DIRECTIVE:
Can you reproduce verbatim the records that start at the line containing "Where can the grassy bank" and run through the end of the records, with both ends included?

(Image location labeling records)

— START —

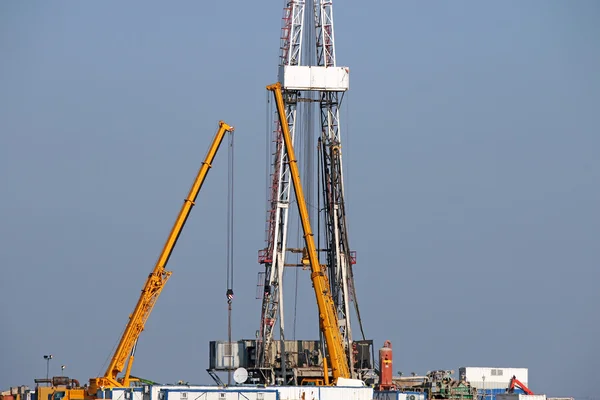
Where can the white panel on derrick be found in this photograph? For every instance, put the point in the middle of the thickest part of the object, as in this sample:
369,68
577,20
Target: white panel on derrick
300,77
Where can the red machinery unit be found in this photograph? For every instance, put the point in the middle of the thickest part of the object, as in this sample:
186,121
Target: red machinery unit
386,371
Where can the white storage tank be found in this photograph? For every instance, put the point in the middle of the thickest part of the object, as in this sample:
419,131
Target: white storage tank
492,377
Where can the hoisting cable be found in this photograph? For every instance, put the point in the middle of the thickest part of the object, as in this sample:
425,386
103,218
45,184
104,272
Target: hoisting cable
229,292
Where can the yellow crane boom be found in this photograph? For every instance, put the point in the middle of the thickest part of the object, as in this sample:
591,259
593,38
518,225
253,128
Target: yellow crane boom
327,314
155,282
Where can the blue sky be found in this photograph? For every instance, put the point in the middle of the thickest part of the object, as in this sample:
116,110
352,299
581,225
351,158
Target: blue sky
471,134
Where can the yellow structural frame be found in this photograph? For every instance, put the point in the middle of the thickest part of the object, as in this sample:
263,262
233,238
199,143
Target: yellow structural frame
155,283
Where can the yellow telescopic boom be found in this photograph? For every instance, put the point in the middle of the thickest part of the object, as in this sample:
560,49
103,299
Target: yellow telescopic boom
327,314
155,283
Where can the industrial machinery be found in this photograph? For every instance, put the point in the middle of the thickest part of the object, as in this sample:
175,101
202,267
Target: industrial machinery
309,75
69,389
124,354
386,370
515,383
327,310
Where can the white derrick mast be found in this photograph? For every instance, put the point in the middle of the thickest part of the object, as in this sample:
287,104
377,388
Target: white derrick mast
273,255
339,257
329,82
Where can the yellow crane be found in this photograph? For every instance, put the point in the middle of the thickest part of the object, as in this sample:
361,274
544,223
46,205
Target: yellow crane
327,315
154,284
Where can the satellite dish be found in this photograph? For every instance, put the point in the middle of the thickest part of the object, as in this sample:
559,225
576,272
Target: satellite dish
240,375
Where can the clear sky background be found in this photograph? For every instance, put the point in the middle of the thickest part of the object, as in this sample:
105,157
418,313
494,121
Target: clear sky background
472,132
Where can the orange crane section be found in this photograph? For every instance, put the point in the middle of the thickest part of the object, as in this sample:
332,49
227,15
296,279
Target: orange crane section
154,284
327,314
514,382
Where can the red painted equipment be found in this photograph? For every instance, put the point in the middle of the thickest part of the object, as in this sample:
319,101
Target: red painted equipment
515,382
385,367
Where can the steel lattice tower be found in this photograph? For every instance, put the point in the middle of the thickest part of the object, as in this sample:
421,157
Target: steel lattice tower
329,82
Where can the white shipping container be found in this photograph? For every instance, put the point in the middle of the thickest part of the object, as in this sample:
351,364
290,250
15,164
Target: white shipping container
514,396
346,393
216,393
492,377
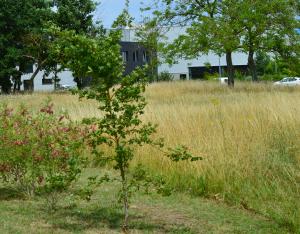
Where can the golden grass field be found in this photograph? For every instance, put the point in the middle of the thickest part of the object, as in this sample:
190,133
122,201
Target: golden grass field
249,138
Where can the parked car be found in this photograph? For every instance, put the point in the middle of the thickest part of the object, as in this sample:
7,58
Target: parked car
289,81
65,87
223,80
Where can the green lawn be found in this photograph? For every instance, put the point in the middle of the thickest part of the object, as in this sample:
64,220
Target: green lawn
152,213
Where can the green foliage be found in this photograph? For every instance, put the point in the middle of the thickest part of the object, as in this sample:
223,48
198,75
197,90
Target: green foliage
213,26
165,76
17,19
40,152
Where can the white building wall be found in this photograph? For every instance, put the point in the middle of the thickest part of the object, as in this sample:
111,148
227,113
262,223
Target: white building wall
66,78
182,65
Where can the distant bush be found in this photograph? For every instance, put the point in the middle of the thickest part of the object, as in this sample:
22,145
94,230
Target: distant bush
39,152
209,76
165,76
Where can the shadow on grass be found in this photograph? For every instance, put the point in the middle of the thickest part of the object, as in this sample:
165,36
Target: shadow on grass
107,219
7,194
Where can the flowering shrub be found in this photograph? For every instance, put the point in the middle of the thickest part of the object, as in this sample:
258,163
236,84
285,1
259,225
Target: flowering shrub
39,152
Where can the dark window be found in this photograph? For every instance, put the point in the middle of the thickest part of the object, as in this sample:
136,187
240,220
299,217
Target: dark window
182,76
125,56
47,81
145,57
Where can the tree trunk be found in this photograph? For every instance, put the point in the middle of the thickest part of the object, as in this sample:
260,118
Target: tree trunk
252,66
125,200
17,83
230,69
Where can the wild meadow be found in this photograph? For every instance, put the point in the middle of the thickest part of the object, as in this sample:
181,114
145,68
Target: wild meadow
248,137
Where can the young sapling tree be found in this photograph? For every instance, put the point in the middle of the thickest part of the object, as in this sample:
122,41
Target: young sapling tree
121,102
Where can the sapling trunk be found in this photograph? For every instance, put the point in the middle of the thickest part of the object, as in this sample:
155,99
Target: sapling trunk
252,66
125,199
230,69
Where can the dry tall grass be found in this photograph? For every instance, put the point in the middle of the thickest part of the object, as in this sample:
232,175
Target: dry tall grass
249,138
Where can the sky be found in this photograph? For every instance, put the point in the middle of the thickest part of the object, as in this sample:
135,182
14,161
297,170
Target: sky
108,10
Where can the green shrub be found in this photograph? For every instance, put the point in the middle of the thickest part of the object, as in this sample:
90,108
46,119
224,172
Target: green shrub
165,76
39,152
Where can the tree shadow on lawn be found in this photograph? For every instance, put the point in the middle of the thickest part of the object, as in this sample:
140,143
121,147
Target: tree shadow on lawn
108,219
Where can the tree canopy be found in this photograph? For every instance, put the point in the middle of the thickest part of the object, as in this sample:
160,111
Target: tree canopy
227,26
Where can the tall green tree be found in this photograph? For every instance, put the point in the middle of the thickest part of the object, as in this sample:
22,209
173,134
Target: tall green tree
268,26
212,26
17,19
226,26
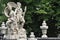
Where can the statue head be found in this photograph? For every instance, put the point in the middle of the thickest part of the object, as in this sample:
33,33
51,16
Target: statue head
19,4
9,6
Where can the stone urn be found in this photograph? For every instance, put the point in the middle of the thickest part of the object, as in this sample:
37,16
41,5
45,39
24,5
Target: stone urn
44,28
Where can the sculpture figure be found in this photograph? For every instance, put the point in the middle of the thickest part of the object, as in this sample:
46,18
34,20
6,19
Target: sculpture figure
16,20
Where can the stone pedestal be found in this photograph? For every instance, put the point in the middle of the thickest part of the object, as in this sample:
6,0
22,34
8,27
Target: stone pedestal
32,36
44,28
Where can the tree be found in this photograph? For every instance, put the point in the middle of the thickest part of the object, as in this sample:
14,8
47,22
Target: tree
37,11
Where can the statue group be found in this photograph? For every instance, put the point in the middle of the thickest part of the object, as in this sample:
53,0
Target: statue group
15,22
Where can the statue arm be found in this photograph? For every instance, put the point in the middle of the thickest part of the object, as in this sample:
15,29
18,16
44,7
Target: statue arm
24,11
6,12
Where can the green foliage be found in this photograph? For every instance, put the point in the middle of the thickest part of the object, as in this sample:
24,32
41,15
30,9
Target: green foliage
37,11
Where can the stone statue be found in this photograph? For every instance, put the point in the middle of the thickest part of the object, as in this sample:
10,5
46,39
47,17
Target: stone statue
16,20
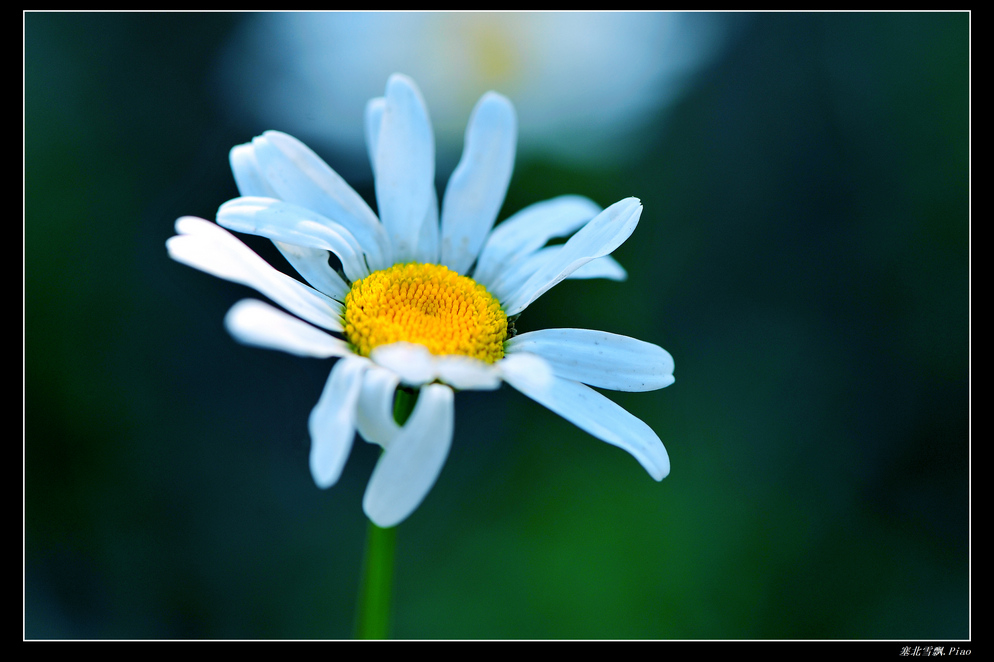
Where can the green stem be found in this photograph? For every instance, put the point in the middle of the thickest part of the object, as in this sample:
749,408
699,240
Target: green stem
374,594
373,609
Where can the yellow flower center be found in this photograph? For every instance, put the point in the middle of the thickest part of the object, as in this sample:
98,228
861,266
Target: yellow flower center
425,304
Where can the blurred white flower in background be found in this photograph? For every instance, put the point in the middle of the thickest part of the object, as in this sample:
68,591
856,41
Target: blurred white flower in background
584,83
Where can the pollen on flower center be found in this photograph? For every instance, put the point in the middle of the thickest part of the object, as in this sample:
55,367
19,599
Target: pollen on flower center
427,304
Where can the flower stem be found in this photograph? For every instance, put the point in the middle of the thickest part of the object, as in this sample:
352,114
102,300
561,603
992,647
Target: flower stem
374,593
373,609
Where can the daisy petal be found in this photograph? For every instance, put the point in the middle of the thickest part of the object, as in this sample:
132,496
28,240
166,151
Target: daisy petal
598,358
301,177
287,223
373,119
592,412
528,230
601,267
374,415
408,468
466,373
248,176
478,185
256,323
209,247
405,166
332,421
596,239
310,263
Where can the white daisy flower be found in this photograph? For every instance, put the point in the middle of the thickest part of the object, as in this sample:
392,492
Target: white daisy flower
424,296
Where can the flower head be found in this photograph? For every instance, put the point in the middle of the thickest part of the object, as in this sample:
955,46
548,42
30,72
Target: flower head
423,295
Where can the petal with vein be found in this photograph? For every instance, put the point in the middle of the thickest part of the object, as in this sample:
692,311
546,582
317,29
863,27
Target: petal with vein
248,176
256,323
374,416
301,177
476,190
409,467
209,247
310,263
372,120
592,412
596,239
466,373
332,421
405,166
288,223
601,267
598,358
528,230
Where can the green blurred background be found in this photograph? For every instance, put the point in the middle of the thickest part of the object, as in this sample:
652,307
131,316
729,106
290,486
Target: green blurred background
803,253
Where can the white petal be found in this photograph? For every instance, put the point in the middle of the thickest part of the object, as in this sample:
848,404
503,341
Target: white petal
413,363
332,421
596,239
598,358
299,176
288,223
373,119
466,373
248,176
209,247
427,252
478,185
592,412
408,468
405,166
601,267
529,370
256,323
310,263
514,276
374,416
528,230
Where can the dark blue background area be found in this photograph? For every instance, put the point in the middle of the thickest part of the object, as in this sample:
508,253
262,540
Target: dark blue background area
803,253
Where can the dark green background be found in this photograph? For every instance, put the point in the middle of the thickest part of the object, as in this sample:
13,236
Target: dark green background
803,254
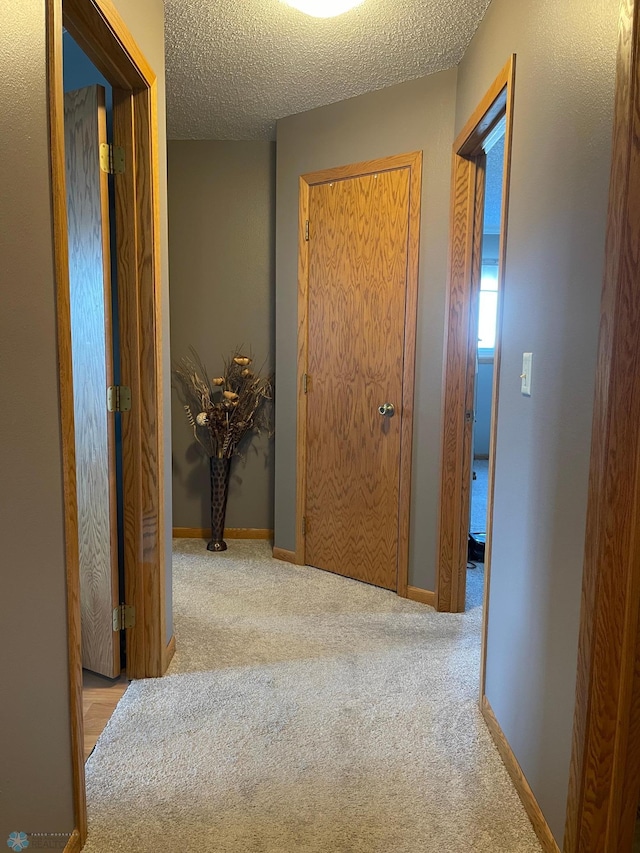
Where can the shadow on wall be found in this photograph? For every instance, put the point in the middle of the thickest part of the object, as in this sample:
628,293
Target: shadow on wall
191,475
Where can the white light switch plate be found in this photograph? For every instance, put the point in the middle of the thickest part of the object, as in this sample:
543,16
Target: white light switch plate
527,358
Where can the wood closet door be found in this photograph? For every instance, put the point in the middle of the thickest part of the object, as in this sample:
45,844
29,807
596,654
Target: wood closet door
92,358
356,324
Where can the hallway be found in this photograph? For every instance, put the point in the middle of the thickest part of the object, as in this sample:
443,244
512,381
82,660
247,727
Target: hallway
303,712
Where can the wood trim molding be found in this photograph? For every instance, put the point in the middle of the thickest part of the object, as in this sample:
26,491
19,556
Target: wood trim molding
303,353
98,28
540,825
229,533
67,409
605,762
169,652
74,844
423,596
95,25
413,162
460,347
285,556
497,360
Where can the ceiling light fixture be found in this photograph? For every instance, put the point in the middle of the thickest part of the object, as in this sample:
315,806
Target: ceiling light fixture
323,8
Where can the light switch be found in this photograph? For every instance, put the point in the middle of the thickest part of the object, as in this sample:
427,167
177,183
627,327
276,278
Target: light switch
525,376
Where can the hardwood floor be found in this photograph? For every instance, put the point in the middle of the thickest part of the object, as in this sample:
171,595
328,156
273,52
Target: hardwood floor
99,699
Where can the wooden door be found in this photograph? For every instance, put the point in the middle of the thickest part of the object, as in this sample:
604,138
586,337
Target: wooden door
91,342
358,257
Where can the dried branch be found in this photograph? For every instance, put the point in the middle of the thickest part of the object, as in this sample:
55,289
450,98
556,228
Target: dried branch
226,411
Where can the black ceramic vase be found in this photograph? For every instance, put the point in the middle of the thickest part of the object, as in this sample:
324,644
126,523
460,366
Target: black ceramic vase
219,469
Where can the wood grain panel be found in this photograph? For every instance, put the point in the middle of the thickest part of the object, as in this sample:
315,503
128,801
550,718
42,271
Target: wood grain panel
97,27
357,299
150,375
303,349
408,374
424,596
100,31
132,428
99,699
75,843
285,556
538,821
67,420
169,652
605,764
91,336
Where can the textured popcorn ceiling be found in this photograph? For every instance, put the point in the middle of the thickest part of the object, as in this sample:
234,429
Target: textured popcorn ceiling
235,66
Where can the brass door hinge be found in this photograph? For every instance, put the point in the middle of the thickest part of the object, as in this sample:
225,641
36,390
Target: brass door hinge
111,159
124,616
119,398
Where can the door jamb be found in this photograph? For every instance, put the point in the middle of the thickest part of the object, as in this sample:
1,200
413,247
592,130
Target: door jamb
467,192
605,763
413,162
101,33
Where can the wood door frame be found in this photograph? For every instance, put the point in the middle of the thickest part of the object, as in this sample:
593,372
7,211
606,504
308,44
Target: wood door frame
467,201
605,764
100,31
413,162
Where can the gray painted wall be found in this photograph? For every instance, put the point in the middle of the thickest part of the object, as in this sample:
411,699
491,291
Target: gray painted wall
35,762
557,214
412,116
222,247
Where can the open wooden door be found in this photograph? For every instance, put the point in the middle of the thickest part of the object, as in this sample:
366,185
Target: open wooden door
92,358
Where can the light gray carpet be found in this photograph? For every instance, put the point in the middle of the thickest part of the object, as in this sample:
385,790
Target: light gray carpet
303,712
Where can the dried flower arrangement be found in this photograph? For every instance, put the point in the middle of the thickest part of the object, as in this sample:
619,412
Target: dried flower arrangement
226,409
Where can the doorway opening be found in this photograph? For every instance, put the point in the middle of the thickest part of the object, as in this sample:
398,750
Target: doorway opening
96,364
472,284
100,32
487,329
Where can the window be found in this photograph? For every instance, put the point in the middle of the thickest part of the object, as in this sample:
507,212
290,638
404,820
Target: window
488,309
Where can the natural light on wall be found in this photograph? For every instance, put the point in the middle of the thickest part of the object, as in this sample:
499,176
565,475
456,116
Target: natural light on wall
323,8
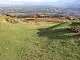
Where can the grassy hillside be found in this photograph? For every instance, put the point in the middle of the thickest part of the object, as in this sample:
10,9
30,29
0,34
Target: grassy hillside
38,41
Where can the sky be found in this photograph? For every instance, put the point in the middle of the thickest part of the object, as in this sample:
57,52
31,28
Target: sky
37,2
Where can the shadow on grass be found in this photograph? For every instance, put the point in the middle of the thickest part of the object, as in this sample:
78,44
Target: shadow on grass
53,33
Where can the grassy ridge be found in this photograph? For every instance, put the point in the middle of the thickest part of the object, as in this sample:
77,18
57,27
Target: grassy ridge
46,41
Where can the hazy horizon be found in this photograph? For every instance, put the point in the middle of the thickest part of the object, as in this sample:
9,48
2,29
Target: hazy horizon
38,2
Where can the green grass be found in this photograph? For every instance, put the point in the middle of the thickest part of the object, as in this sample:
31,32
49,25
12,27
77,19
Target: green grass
47,41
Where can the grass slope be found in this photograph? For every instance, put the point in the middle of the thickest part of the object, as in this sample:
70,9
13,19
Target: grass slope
47,41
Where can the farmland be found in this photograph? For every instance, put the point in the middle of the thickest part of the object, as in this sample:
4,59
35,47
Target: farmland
40,40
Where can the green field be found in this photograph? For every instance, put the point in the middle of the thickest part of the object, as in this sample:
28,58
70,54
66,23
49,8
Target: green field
42,41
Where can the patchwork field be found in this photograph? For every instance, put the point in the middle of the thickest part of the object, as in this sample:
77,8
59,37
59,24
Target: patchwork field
38,41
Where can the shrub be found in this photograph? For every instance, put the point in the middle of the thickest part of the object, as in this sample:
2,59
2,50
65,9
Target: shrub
75,29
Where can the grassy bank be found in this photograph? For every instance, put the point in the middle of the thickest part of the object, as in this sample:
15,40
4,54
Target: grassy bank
42,41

— END —

RESPONSE TO THE EXERCISE:
Where can the grassy bank be found in this photograph? For every instance, put the point in the middle of the thickest part of the object, as in this sample:
15,40
4,54
Target: grassy bank
42,41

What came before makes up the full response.